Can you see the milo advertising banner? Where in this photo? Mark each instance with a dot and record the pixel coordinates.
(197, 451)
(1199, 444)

○ ○ ○ ○ ○

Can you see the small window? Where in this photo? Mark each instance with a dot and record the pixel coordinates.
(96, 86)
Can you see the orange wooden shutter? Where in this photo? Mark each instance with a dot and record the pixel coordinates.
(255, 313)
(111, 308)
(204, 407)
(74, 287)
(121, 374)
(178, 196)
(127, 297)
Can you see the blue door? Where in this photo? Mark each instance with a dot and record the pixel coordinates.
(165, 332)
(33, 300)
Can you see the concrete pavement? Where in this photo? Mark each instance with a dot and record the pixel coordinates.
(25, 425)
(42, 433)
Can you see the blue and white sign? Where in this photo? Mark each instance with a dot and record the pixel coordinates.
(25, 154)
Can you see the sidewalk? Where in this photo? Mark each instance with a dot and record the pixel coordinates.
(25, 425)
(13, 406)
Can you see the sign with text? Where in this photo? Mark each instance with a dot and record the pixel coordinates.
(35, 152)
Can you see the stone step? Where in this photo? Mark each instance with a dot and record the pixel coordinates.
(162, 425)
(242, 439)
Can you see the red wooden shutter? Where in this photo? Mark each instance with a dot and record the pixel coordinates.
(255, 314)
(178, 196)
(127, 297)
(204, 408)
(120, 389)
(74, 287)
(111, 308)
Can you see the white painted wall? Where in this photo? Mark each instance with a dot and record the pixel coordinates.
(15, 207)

○ ○ ○ ○ ○

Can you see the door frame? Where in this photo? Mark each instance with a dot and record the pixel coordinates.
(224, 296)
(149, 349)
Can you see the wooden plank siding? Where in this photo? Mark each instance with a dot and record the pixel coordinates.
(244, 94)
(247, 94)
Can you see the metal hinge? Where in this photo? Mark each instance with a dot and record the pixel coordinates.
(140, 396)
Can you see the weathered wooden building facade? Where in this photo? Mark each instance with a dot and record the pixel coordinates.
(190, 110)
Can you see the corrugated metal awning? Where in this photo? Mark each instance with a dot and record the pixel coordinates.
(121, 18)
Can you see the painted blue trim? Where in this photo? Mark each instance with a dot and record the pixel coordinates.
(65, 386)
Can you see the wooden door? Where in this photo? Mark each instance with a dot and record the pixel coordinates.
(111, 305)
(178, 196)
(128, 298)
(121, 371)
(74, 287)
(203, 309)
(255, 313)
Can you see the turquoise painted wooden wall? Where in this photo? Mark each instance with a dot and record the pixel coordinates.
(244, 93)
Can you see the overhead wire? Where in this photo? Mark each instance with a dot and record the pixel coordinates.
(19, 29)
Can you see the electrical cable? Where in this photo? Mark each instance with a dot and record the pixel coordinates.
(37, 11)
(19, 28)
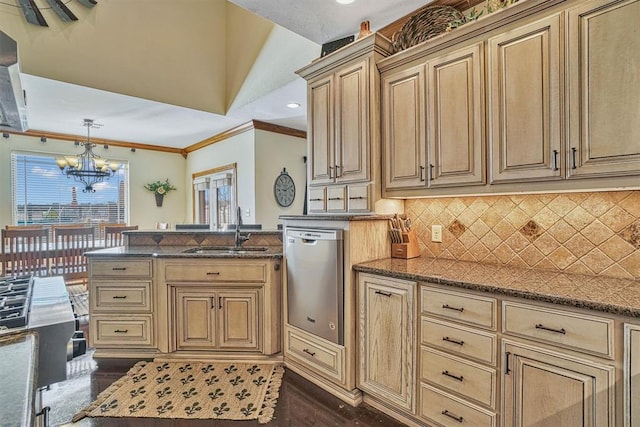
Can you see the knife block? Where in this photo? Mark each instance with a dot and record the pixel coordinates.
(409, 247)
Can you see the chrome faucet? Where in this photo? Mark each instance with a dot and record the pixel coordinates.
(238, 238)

○ ○ ○ ○ ○

Give the part of the records that opens with the line containing "Can you see the milo" and closes with the line containing "(1199, 444)" as a JSON list of strings, one string per line, with blank lines left out.

## THE RESPONSE:
[
  "Can you see the milo advertising banner? Where in this photo? Mark each instance with a dot and record the pixel coordinates.",
  "(197, 451)",
  "(1199, 444)"
]